== ROWS ==
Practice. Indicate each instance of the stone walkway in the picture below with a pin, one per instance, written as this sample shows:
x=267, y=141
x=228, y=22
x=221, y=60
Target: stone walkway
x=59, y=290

== TASK TO CARRY OUT ==
Quote the listing above in full, reproducing every line word for word.

== RESULT OF THE TASK ==
Practice. Indicate each instance of the stone walkway in the picture below with a pin, one per instance, written as this sample shows:
x=267, y=141
x=228, y=22
x=221, y=60
Target: stone walkway
x=59, y=290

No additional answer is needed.